[EXERCISE GOAL] Copy out the Hacker News discussion word for word.
--- Start TEXT ---
Anyways, the appeal of Hacker News is the occasional interesting technical story, and the high quality comment threads that accompany it. Here's the LuaJIT author talking about implementing interpreters in C vs. Assembly:

http://article.gmane.org/gmane.comp.lang.lua.general/75426 and the accompanying discussion I remember reading on Hacker News: https://news.ycombinator.com/item?id=2588696

You'll have to take my word for it, but there's a high technical barrier to appreciating this story, and it's accompanied by high quality discussion. If you enjoy reading about that kind of thing, it's well worth sifting through the startup launch pages, endless vim bullshit, reposts and blogspam, limitless iterations on "women in tech", and "how we scaled dick.ly with node and mongo" fluff pieces to find that delicious technical meat.

I've been wondering, is it possible the fluff pieces are paid content? Especially the "scaling dick.ly" and blogspam types.

They aren't paying YC for most of it. I expect those types of pieces rise due to excitement about the process or the particular technologies used

For example, some posts talk about Puppet or Chef in the title. I didn't recognize those the first time so I look. Having learned something, even though others may know all of the embedded content, I up vote. The next time I may skip over it, having already went through the discovery process, but other people come across it and derive value. Hence the cycle continues.

I doubt they're actually paid, but it's wise to remember that Hacker News is intimately connected with Y Combinator. It's partly a vehicle for the companies to get feedback/criticism, and thus to some extent, promote their products. YC companies are allowed to post job listings which aren't able to be flagged or commented on. It's just a part of the culture here. Whether it adds value is a personal matter. For me, it generally doesn't, but the overall discussion is of high enough quality that the small amount of noise those generate is worth it.
--- End TEXT ---
--- Start RECORDED DATA ---
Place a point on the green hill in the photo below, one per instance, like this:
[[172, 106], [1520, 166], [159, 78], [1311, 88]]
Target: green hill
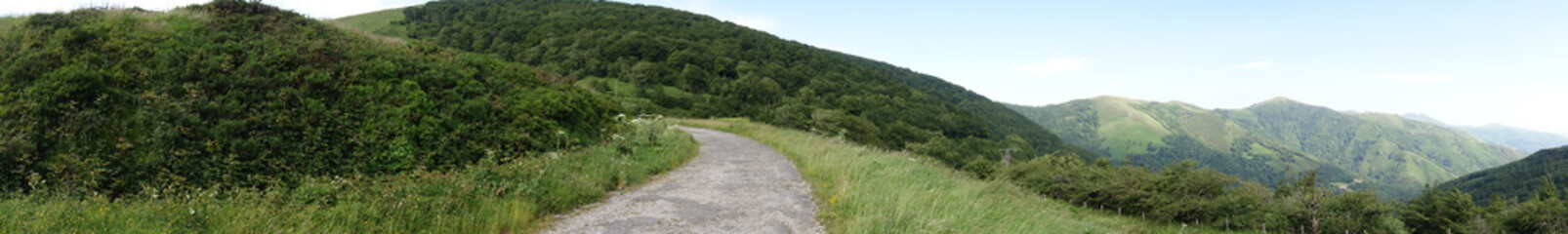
--- End RECORDED DATA ---
[ANSWER TO THIS EXERCISE]
Anyways, the appeal of Hacker News is the occasional interesting technical story, and the high quality comment threads that accompany it. Here's the LuaJIT author talking about implementing interpreters in C vs. Assembly:

http://article.gmane.org/gmane.comp.lang.lua.general/75426 and the accompanying discussion I remember reading on Hacker News: https://news.ycombinator.com/item?id=2588696

You'll have to take my word for it, but there's a high technical barrier to appreciating this story, and it's accompanied by high quality discussion. If you enjoy reading about that kind of thing, it's well worth sifting through the startup launch pages, endless vim bullshit, reposts and blogspam, limitless iterations on "women in tech", and "how we scaled dick.ly with node and mongo" fluff pieces to find that delicious technical meat.

I've been wondering, is it possible the fluff pieces are paid content? Especially the "scaling dick.ly" and blogspam types.

They aren't paying YC for most of it. I expect those types of pieces rise due to excitement about the process or the particular technologies used

For example, some posts talk about Puppet or Chef in the title. I didn't recognize those the first time so I look. Having learned something, even though others may know all of the embedded content, I up vote. The next time I may skip over it, having already went through the discovery process, but other people come across it and derive value. Hence the cycle continues.

I doubt they're actually paid, but it's wise to remember that Hacker News is intimately connected with Y Combinator. It's partly a vehicle for the companies to get feedback/criticism, and thus to some extent, promote their products. YC companies are allowed to post job listings which aren't able to be flagged or commented on. It's just a part of the culture here. Whether it adds value is a personal matter. For me, it generally doesn't, but the overall discussion is of high enough quality that the small amount of noise those generate is worth it.